WORK REQUIRED |
Each line in the records below, from the one that contains "Target: f250 badge" to the one that contains "Target: chrome front grille", should be reproduced exactly, the first and last included.

MATERIAL TO PROCESS |
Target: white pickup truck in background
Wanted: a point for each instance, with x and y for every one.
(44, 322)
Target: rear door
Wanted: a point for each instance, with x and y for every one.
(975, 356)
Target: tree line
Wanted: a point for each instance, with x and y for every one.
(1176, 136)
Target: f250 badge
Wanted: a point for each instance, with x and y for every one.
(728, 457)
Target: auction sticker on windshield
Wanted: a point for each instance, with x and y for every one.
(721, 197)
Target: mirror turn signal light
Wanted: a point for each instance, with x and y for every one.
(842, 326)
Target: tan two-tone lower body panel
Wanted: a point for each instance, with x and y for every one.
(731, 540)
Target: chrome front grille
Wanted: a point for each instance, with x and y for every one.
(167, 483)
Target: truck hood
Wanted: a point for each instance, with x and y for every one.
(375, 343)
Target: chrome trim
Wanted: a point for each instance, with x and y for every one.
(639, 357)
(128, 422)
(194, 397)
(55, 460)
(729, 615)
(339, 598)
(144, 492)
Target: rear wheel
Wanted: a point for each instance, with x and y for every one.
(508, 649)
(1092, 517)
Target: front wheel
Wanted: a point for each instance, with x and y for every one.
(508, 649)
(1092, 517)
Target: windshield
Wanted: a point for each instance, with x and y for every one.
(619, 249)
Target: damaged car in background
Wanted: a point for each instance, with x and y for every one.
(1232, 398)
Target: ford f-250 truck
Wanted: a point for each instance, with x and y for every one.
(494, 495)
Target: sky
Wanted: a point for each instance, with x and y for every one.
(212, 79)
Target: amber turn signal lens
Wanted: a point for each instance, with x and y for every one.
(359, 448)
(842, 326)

* * *

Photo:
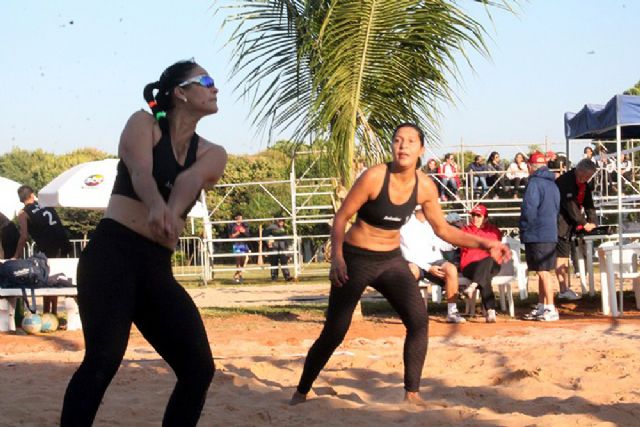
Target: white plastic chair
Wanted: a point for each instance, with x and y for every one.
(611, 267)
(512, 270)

RESPONSE FOR THIS EXERCISE |
Target: f250 badge
Wanted: a point for each instance, with x and y for every one.
(728, 457)
Target: auction sticker on windshield
Wanted: a point for each instance, with x and y for every one.
(721, 197)
Target: mirror turn signal light
Wanted: a point for each instance, with x and y for every one.
(842, 326)
Target: tan two-tone lower body panel
Wanted: a point for each instance, with x and y for every one.
(731, 540)
Target: chrome front grille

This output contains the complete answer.